• TEXT UNDER STUDY:
----
I disagree somewhat. The politically motivated billionaire made the vibe shift possible by changing the TOS on his platform, but in my opinion the vibe shift didn't happen until Trump won. My impression is that until his victory was secured, progressives still thought Musk could be dealt with in the short to medium term.

Oh sure, but that only drives the point home. In essence, Scott has changed his public opinion on HBD because Trump won. We are very far from "high-IQ technocrats policy-maxing social utility." Nope- it's political conflict.

But he still basically enforced the consensus while privately knowing it was wrong, until the political conflict underpinning Culture War took a significant turn.

I was under the impression that he did this on purpose and essentially told people who could read between the lines explicitly in "Kolmogorov Complicity And The Parable Of Lightning". You're totally right about what he was doing and he was always a HBD enjoyer, but he was very clearly pursuing a specific strategy to try and do as much as possible without getting the eye of sauron turned on him and his community. I think he was right to do so as well - the "cause" of HBD wouldn't really be served by Scott Alexander self immolating and tainting the reputations of a lot of other people who believed essentially the same thing, as opposed to what he actually did in continuing to allow his community to exist.

Also, look just how many likes that post got. Clearly a lot of his commenters got the message.

The article includes a bit of nonsense and it's rather verbose for how little it actually says. This comment will sound a little negative but I can't lower my standards enough to enjoy the article.

This line grossed me out: "If you take anti-racism seriously, this should make you breath a sigh of relief. This finding on its own doesn’t disprove a genetic component to racial IQ gaps. But it does suggest that the genetic component is less than 100%.".

It is trivially true that IQ is not 100% genetic (Otherwise, even sleep deprivation would not lower your IQ by a single point). I don't think anyone really thinks otherwise. I've been called racist for suggesting that black people were less intelligent than white people on average, even when I didn't specify how much, and even when I didn't suggest an explanation (be it nutrition or genetics). It feels like he made up his argument wanted to soften the conclusion. But I had his view when I was a teenager, and that's before I had any interest in "Intellectual" things. It is a surface-level analysis. The entire article basically just says "HBD is true, but feedback-loops like nutrition makes the differences seem bigger than they are".

He also understates the consequences of having 60 IQ, claiming that they will be confused if you talk about anything complex. He makes it sound like an example of something complex would be Calculus, but these people are perhaps 25 IQ points below those who struggle with calculus, and would likely struggle even in 6th grade.

It feels like he made up his argument wanted to soften the conclusion.... I don't think anyone really thinks otherwise.

Scott is familiar with how this discourse goes down. He's knows if he doesn't say "not 100% genetic" out loud along with other I'm Not A Racist-ism's, then that will be the first item in a laundry list for angry skeptics to angry type angry sneers. There are at least a dozen other items on the list and he doesn't cover those. Some make an appearance on the SSC thread. Whether it's worthwhile to fight the losing battle-- I don't know. If you're aiming to persuade someone it's a good idea. Can't win'em all.
----
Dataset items
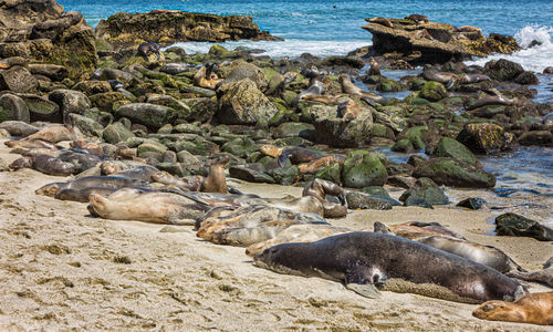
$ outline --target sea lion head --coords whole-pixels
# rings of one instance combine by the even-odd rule
[[[63,183],[48,184],[48,185],[42,186],[39,189],[34,190],[34,194],[54,197],[55,194],[58,194],[58,191],[60,191],[62,184]]]
[[[472,315],[481,320],[508,322],[523,322],[525,318],[524,312],[519,310],[518,305],[498,300],[482,303],[472,311]]]

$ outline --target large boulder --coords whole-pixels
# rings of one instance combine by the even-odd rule
[[[492,33],[487,38],[479,30],[461,31],[451,24],[431,21],[389,19],[386,24],[385,20],[366,20],[369,24],[363,29],[373,33],[373,49],[377,53],[403,53],[413,63],[445,63],[520,50],[509,35]]]
[[[378,155],[368,151],[349,152],[342,167],[342,183],[349,188],[384,186],[387,178]]]
[[[497,124],[471,123],[465,126],[456,139],[476,154],[491,154],[508,148],[513,137]]]
[[[279,112],[250,79],[225,84],[217,93],[221,94],[217,115],[223,124],[255,124]]]
[[[118,117],[127,117],[133,123],[143,124],[153,129],[159,129],[167,123],[173,123],[177,114],[175,110],[148,103],[132,103],[115,111]]]
[[[96,35],[116,45],[144,41],[169,44],[179,41],[282,40],[260,31],[251,17],[220,17],[177,10],[118,12],[98,22]]]

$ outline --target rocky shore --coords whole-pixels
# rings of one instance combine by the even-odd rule
[[[286,186],[284,188],[289,189],[279,191],[286,195],[298,195],[300,188],[313,186],[316,179],[337,185],[340,195],[330,194],[337,198],[326,200],[323,195],[317,210],[320,219],[310,222],[330,225],[323,217],[328,217],[326,212],[335,209],[328,206],[344,207],[346,200],[346,211],[340,217],[355,212],[355,218],[367,216],[373,219],[369,225],[352,225],[347,219],[349,221],[341,226],[372,231],[378,217],[371,210],[415,209],[420,212],[442,206],[439,211],[449,214],[453,207],[444,186],[493,188],[495,177],[482,168],[479,155],[519,146],[553,146],[553,105],[532,101],[535,96],[532,86],[539,83],[535,73],[507,60],[490,61],[484,66],[467,66],[459,62],[468,55],[518,50],[510,37],[486,38],[478,29],[457,29],[429,22],[419,15],[415,20],[368,20],[371,23],[364,29],[374,34],[372,49],[359,49],[347,56],[317,59],[303,54],[290,60],[259,56],[255,50],[227,50],[219,45],[211,46],[206,54],[188,54],[186,49],[175,46],[161,51],[157,44],[198,40],[274,40],[268,32],[259,31],[247,17],[177,11],[119,13],[102,21],[94,32],[79,12],[64,12],[54,1],[4,2],[0,9],[0,138],[10,139],[6,145],[13,147],[12,153],[22,155],[20,159],[14,159],[13,154],[2,155],[0,170],[6,172],[0,173],[2,181],[12,183],[18,174],[30,172],[22,168],[64,176],[69,181],[73,176],[105,176],[104,167],[115,163],[123,167],[119,172],[138,167],[142,167],[140,172],[153,169],[157,176],[161,174],[158,172],[166,172],[163,174],[171,179],[170,183],[155,179],[149,173],[146,181],[156,183],[155,188],[163,184],[171,185],[170,190],[174,190],[177,186],[178,194],[189,199],[189,191],[209,191],[200,188],[211,177],[212,165],[218,163],[213,160],[222,158],[230,165],[229,184],[242,184],[238,187],[243,194],[262,196],[264,188],[269,187],[249,193],[253,185],[243,185],[242,181]],[[380,69],[410,68],[420,63],[425,64],[420,73],[400,80],[380,73]],[[408,92],[408,96],[403,100],[385,96],[400,91]],[[58,145],[64,141],[72,141],[71,147],[63,143]],[[395,152],[413,155],[407,163],[394,163],[383,154],[372,152],[375,145],[389,145]],[[418,152],[425,152],[428,158],[414,154]],[[225,181],[225,175],[222,178]],[[36,178],[29,176],[23,180],[29,179]],[[48,177],[38,181],[46,184],[46,179],[54,180]],[[200,179],[201,186],[189,190],[192,179]],[[25,185],[24,195],[34,195],[31,189],[39,187]],[[226,194],[226,190],[225,185],[221,193]],[[302,196],[309,197],[305,190]],[[149,193],[149,189],[138,196],[144,193]],[[164,199],[173,197],[171,204],[176,199],[174,191],[159,195]],[[194,196],[194,199],[201,200],[201,204],[208,200],[211,207],[220,206],[219,200],[223,199],[215,197]],[[482,201],[472,198],[465,206],[480,208]],[[24,201],[36,199],[27,197]],[[53,197],[43,199],[49,201],[45,204],[48,208],[55,204]],[[240,199],[243,197],[230,205],[234,204],[233,208],[252,205]],[[285,199],[290,205],[292,198]],[[10,205],[21,205],[17,203],[17,196],[10,196],[9,201]],[[92,199],[91,204],[92,215],[117,219],[102,215],[97,206],[94,209]],[[72,206],[79,216],[83,216],[83,208],[81,204]],[[405,211],[408,210],[398,212],[400,216],[393,216],[388,221],[413,221],[405,220],[409,218]],[[43,220],[42,211],[34,212]],[[449,219],[450,226],[455,227],[457,219],[471,219],[472,212],[479,214],[463,211],[462,217]],[[426,218],[425,214],[420,212],[420,218]],[[209,219],[208,215],[202,218]],[[55,217],[55,212],[50,217]],[[64,216],[63,220],[70,217]],[[481,217],[480,221],[489,218]],[[27,222],[34,222],[33,218],[29,217]],[[304,220],[296,216],[290,218],[294,225]],[[164,222],[170,224],[171,220],[164,219]],[[498,232],[505,236],[553,240],[553,230],[540,222],[517,215],[507,215],[499,220]],[[201,222],[197,222],[198,229]],[[481,225],[462,222],[465,226],[459,231],[467,235],[478,228],[479,236],[474,240],[487,241]],[[12,224],[11,228],[18,227]],[[75,226],[77,232],[83,231],[81,227]],[[112,231],[112,226],[107,228]],[[284,228],[279,228],[279,231]],[[34,235],[30,236],[34,238]],[[208,240],[223,243],[217,237]],[[225,241],[230,240],[225,238]],[[528,238],[525,241],[540,248],[536,250],[545,256],[553,255],[551,246]],[[244,243],[242,241],[240,246]],[[204,248],[205,243],[201,246]],[[156,247],[150,253],[155,255],[157,250],[163,251]],[[225,250],[225,257],[236,253],[221,250]],[[509,255],[517,255],[513,248],[509,250]],[[549,256],[539,260],[520,256],[524,260],[519,262],[536,269]],[[117,263],[127,264],[122,259],[113,258]],[[134,259],[129,261],[132,264]],[[146,261],[142,264],[147,266]],[[240,273],[248,272],[240,270]],[[242,280],[241,277],[232,278]],[[62,279],[59,281],[66,284]],[[98,282],[109,288],[113,281]],[[229,299],[242,294],[240,288],[234,294],[234,288],[228,287],[222,284],[219,289],[229,292]],[[23,295],[18,293],[18,297],[36,300],[35,291],[21,290]],[[197,295],[170,294],[180,303],[198,302]],[[40,304],[41,301],[45,300],[35,302]],[[263,301],[268,301],[267,298]],[[326,307],[319,300],[314,301],[319,303],[314,307]],[[11,314],[17,310],[0,307],[0,317],[8,311]],[[144,324],[137,315],[131,312],[127,317]],[[61,324],[58,314],[53,319]],[[444,320],[447,318],[440,318],[439,323]],[[13,324],[12,320],[9,321]],[[477,329],[481,326],[479,324],[469,319],[462,326]],[[156,328],[155,324],[142,326]],[[177,322],[176,326],[182,325]],[[313,326],[317,324],[313,322]],[[421,329],[425,326],[421,324]]]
----
• TASK INSTRUCTIONS: Can you transcribe the discussion of Scott Alexander's views, from "The article includes" up to and including "enjoy the article."?

• EXERCISE OUTPUT:
The article includes a bit of nonsense and it's rather verbose for how little it actually says. This comment will sound a little negative but I can't lower my standards enough to enjoy the article.